Prompt.
The response should be a faithful copy of every record, with nothing left out.

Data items

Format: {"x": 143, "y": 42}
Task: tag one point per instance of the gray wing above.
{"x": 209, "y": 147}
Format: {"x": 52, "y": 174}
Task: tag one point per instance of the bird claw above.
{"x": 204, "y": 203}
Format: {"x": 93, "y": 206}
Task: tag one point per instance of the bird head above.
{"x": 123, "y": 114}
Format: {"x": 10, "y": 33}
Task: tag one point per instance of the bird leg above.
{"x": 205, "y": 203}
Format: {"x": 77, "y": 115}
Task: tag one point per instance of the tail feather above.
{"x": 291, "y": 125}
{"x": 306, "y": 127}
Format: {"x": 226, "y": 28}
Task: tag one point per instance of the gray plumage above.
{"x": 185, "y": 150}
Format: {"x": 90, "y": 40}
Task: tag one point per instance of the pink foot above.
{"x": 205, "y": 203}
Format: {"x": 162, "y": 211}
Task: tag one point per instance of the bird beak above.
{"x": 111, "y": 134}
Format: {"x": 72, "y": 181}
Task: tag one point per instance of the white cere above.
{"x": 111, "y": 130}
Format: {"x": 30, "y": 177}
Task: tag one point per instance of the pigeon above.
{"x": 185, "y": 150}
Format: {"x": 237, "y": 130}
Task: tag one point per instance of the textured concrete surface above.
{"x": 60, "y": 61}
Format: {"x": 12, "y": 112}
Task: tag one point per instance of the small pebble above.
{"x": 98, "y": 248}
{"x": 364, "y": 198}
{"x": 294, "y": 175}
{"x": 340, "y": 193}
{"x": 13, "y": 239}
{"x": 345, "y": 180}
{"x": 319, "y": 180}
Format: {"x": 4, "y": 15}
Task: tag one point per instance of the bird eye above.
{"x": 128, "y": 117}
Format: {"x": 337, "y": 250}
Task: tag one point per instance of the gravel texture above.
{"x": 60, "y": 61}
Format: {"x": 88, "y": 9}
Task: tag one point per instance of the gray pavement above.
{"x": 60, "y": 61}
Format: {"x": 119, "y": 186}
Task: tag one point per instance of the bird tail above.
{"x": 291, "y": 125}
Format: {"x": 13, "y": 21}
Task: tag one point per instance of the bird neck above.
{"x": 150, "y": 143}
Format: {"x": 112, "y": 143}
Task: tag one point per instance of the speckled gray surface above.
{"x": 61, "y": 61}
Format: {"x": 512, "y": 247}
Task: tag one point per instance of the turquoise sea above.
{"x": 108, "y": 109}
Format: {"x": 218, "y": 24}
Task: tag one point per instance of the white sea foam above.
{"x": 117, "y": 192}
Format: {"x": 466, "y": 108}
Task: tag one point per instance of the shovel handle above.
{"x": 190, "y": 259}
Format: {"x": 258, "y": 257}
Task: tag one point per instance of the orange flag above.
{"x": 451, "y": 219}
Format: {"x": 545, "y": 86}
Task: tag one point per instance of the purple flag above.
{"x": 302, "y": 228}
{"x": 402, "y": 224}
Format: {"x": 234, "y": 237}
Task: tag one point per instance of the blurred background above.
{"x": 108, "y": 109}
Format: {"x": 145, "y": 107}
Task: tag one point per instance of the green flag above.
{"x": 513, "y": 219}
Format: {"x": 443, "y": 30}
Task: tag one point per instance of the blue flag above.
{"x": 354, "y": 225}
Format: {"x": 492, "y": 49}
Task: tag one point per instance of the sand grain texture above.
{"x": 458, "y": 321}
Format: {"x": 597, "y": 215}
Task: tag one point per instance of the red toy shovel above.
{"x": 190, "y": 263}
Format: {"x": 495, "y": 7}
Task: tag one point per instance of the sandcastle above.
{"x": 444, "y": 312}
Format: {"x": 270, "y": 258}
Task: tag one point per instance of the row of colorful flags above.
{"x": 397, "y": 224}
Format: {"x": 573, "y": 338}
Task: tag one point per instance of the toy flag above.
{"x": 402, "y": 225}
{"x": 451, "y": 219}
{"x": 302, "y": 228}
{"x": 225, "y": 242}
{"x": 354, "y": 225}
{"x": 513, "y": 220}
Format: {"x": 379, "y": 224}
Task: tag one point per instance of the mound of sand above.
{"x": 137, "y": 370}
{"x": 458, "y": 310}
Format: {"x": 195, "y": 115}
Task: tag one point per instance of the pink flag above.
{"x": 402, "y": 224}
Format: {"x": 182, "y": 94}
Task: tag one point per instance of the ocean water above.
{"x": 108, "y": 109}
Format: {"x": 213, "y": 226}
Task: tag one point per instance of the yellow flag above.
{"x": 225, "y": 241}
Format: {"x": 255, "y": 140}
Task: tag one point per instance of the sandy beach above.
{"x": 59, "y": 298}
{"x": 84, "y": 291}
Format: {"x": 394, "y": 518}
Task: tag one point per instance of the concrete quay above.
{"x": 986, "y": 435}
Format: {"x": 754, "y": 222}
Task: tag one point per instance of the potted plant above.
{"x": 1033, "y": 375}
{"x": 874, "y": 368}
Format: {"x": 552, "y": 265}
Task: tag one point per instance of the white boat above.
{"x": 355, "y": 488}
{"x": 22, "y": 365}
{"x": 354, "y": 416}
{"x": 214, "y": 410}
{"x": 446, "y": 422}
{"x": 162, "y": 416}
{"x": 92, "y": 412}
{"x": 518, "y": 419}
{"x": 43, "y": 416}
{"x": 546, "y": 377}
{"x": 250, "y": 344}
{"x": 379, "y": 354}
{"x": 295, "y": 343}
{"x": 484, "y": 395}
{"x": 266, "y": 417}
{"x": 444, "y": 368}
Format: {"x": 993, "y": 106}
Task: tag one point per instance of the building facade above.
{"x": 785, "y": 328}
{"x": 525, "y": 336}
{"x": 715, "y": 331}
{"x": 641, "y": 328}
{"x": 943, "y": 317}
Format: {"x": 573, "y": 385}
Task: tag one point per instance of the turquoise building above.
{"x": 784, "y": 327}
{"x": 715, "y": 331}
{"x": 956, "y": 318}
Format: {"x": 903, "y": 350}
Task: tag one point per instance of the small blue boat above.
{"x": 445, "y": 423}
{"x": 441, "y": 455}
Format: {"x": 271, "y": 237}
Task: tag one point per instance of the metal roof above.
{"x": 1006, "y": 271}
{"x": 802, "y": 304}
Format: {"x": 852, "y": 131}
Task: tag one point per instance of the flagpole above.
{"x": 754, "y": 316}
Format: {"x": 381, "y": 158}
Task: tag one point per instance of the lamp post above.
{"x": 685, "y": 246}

Task answer.
Format: {"x": 143, "y": 42}
Task: tag one point per instance of the gray wing above.
{"x": 209, "y": 147}
Format: {"x": 52, "y": 174}
Task: tag one point per instance of the bird claw above.
{"x": 204, "y": 203}
Format: {"x": 93, "y": 206}
Task: tag one point per instance of the bird head above.
{"x": 123, "y": 114}
Format: {"x": 10, "y": 33}
Task: tag one point per instance of the bird leg above.
{"x": 205, "y": 203}
Format: {"x": 77, "y": 115}
Task: tag one point per instance of the tail feather above.
{"x": 291, "y": 125}
{"x": 306, "y": 127}
Format: {"x": 226, "y": 28}
Task: tag one point per instance of the gray plumage above.
{"x": 185, "y": 150}
Format: {"x": 90, "y": 40}
Task: tag one point per instance of the pink foot above.
{"x": 205, "y": 203}
Format: {"x": 162, "y": 211}
Task: tag one point per instance of the bird beak above.
{"x": 111, "y": 134}
Format: {"x": 72, "y": 181}
Task: tag one point per instance of the white cere above.
{"x": 111, "y": 130}
Format: {"x": 30, "y": 177}
Task: tag one point per instance of the pigeon above.
{"x": 185, "y": 150}
Format: {"x": 237, "y": 130}
Task: tag one point per instance of the textured concrete surface above.
{"x": 60, "y": 61}
Format: {"x": 12, "y": 112}
Task: tag one point per instance of the small pebble above.
{"x": 98, "y": 248}
{"x": 364, "y": 198}
{"x": 294, "y": 175}
{"x": 340, "y": 193}
{"x": 13, "y": 239}
{"x": 345, "y": 180}
{"x": 319, "y": 180}
Format: {"x": 4, "y": 15}
Task: tag one point per instance of the bird eye above.
{"x": 128, "y": 117}
Format: {"x": 337, "y": 250}
Task: tag one point per instance of the gravel texture above.
{"x": 60, "y": 61}
Format: {"x": 88, "y": 9}
Task: tag one point per instance of the gray pavement above.
{"x": 60, "y": 61}
Format: {"x": 119, "y": 186}
Task: tag one point per instance of the bird tail above.
{"x": 291, "y": 125}
Format: {"x": 13, "y": 21}
Task: tag one point per instance of the bird neck above.
{"x": 150, "y": 143}
Format: {"x": 112, "y": 143}
Task: tag one point per instance of the speckled gray surface above.
{"x": 61, "y": 61}
Format: {"x": 512, "y": 247}
Task: tag one point per instance of the turquoise sea above.
{"x": 108, "y": 109}
Format: {"x": 218, "y": 24}
Task: tag one point per instance of the white sea foam above.
{"x": 117, "y": 192}
Format: {"x": 466, "y": 108}
Task: tag one point per instance of the shovel handle above.
{"x": 190, "y": 259}
Format: {"x": 258, "y": 257}
Task: tag one point per instance of the orange flag above.
{"x": 451, "y": 219}
Format: {"x": 545, "y": 86}
Task: tag one point per instance of the purple flag above.
{"x": 302, "y": 228}
{"x": 402, "y": 224}
Format: {"x": 234, "y": 237}
Task: tag one point per instance of the blurred background above.
{"x": 108, "y": 109}
Format: {"x": 145, "y": 107}
Task: tag one point per instance of the green flag above.
{"x": 513, "y": 219}
Format: {"x": 443, "y": 30}
Task: tag one point per instance of the blue flag above.
{"x": 354, "y": 225}
Format: {"x": 492, "y": 49}
Task: tag one point per instance of the sand grain texture above.
{"x": 458, "y": 321}
Format: {"x": 597, "y": 215}
Task: tag one point per instance of the red toy shovel above.
{"x": 190, "y": 263}
Format: {"x": 495, "y": 7}
Task: tag one point per instance of the sandcastle above.
{"x": 444, "y": 312}
Format: {"x": 270, "y": 258}
Task: tag one point per instance of the row of colorful flags above.
{"x": 397, "y": 224}
Format: {"x": 573, "y": 338}
Task: tag one point per instance of the toy flag above.
{"x": 402, "y": 225}
{"x": 451, "y": 219}
{"x": 302, "y": 228}
{"x": 225, "y": 242}
{"x": 354, "y": 225}
{"x": 513, "y": 220}
Format: {"x": 379, "y": 224}
Task: tag one point per instance of the mound of sand above.
{"x": 137, "y": 370}
{"x": 458, "y": 310}
Format: {"x": 195, "y": 115}
Task: tag one point per instance of the pink flag above.
{"x": 402, "y": 224}
Format: {"x": 182, "y": 94}
Task: tag one point per instance of the ocean water above.
{"x": 108, "y": 109}
Format: {"x": 213, "y": 226}
Task: tag one point per instance of the yellow flag above.
{"x": 225, "y": 241}
Format: {"x": 255, "y": 140}
Task: tag one point per instance of the sandy beach above.
{"x": 59, "y": 298}
{"x": 84, "y": 291}
Format: {"x": 394, "y": 518}
Task: tag one point per instance of the concrete quay above.
{"x": 986, "y": 435}
Format: {"x": 754, "y": 222}
Task: tag one point per instance of the potted plant above.
{"x": 1033, "y": 375}
{"x": 874, "y": 368}
Format: {"x": 552, "y": 265}
Task: tag one point per instance of the white boat above.
{"x": 355, "y": 488}
{"x": 22, "y": 365}
{"x": 354, "y": 416}
{"x": 214, "y": 410}
{"x": 446, "y": 422}
{"x": 162, "y": 416}
{"x": 92, "y": 412}
{"x": 518, "y": 419}
{"x": 43, "y": 416}
{"x": 546, "y": 377}
{"x": 250, "y": 344}
{"x": 379, "y": 354}
{"x": 295, "y": 343}
{"x": 484, "y": 395}
{"x": 266, "y": 417}
{"x": 444, "y": 368}
Format: {"x": 993, "y": 106}
Task: tag one point per instance of the building facade above.
{"x": 785, "y": 328}
{"x": 525, "y": 336}
{"x": 715, "y": 331}
{"x": 641, "y": 328}
{"x": 943, "y": 317}
Format: {"x": 573, "y": 385}
Task: tag one point per instance of the turquoise building above.
{"x": 784, "y": 327}
{"x": 715, "y": 331}
{"x": 956, "y": 318}
Format: {"x": 903, "y": 350}
Task: tag one point per instance of the small blue boat above.
{"x": 445, "y": 423}
{"x": 441, "y": 455}
Format: {"x": 271, "y": 237}
Task: tag one point per instance of the metal roof above.
{"x": 1006, "y": 271}
{"x": 802, "y": 304}
Format: {"x": 852, "y": 131}
Task: tag one point per instance of the flagpole above.
{"x": 754, "y": 316}
Format: {"x": 381, "y": 158}
Task: tag one point per instance of the lamp post above.
{"x": 685, "y": 246}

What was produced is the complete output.